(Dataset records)
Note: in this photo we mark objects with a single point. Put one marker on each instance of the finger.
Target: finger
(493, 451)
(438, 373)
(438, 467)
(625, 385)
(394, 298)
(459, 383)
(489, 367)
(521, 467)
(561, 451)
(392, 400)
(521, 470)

> [SHORT PROBLEM] Turn the lines above into a two-column CSV with the headers "text" and "answer". Give each row one text in the first quoted field and its answer in the second, replacing line breaks with spaces.

> [SOLUTION TO THIS TASK]
text,answer
"Note: in this photo we mark objects with a single point. Put one marker on each instance of the finger. Target: finger","(493, 451) (438, 373) (438, 467) (625, 385) (394, 298) (459, 383) (489, 367) (521, 467) (561, 451) (392, 400) (521, 470)"